◆ **Task to carry out**: Output the records. Match them exactly.

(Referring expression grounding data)
=== Begin Enclosure ===

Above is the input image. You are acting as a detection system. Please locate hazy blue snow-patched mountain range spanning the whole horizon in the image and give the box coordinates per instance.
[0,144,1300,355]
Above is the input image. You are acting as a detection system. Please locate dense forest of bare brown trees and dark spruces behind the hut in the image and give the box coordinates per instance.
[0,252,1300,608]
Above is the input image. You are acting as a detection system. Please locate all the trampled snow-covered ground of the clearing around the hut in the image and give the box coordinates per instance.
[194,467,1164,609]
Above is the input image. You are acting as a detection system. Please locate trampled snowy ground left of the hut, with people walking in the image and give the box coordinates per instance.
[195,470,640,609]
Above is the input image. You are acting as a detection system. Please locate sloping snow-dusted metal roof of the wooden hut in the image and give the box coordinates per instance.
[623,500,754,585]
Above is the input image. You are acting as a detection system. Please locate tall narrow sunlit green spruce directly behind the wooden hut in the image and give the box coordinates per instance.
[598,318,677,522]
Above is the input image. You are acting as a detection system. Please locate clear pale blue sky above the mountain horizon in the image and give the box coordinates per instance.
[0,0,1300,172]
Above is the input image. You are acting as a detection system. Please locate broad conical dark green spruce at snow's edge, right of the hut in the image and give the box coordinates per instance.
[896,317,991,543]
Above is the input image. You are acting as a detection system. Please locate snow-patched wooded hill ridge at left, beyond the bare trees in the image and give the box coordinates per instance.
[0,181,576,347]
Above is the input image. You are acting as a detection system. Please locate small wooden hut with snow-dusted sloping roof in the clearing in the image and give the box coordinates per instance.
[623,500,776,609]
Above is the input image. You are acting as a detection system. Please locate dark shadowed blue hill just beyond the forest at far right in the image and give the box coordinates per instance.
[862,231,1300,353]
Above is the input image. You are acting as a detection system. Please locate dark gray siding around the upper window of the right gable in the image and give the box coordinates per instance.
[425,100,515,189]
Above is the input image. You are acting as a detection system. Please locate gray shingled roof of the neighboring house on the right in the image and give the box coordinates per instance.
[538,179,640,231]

=== End Enclosure ===

◆ **Task response**:
Above is the input image. You are acting as a detection system. Please locate hazy blue snow-patched mountain range spanning the whole horizon in the image and give the box coordinates per instance.
[0,144,1300,355]
Above is the input image. You are acting as a detection system. Please locate dense forest of bare brown trees and dark spruces behind the hut in the image and give the box coordinates per instance.
[0,252,1300,608]
Above is the input image. You are acting as a detection system. Please locate all the trampled snow-covered ground of the clearing around the hut in the image and give the box coordinates per instance.
[194,467,1164,609]
Above is the input image. You are acting as a detection system. Please locate trampled snowy ground left of the hut, with people walking in the image and give the box coordinates per instance.
[195,470,640,609]
Above is the input image. You are acting as a detection system. Please locate sloping snow-dusted metal roof of the wooden hut in the image and give the box coordinates per instance.
[623,500,754,585]
Above is the input image. You are acting as a detection system. Please locate tall narrow sunlit green spruce directly behind the wooden hut in the image and give the box coordinates per instance.
[598,318,677,522]
Above is the input image. You are acting as a detection system. Please locate clear pale blue sky above the mountain horizon in the image and give the box coordinates per instance.
[0,0,1300,172]
Above is the input image. You are acting as a detection system. Please locate broad conical dark green spruce at snow's edge, right of the hut in the image and give the box coordinates per instance.
[896,317,991,543]
Above is the input image. You are acting as a detection system. Please locate snow-patched wooded hill ridge at left, beyond the bare trees in the image and give the box coordinates per instance.
[0,181,576,347]
Above is the input image. You are acting as a detection system. Please locate small wooden hut with snow-dusted sloping roof in the clearing in the image and give the box coordinates per instance.
[623,500,776,609]
Above is the input image. You are acting as a detection system. Please locate dark shadowed blue hill just beyond the forest at far right in the image and give the box coordinates per instance.
[862,231,1300,353]
Above is the input image. You are acting as a detection system. Please locate dark gray siding around the upper window of the right gable in the image and give the box coordinates per instance.
[425,100,515,189]
Above is the input image. You are acting as a detection system. Please locate gray shingled roof of the neighboring house on the right in the image and give the box coordinates per instance.
[538,179,640,231]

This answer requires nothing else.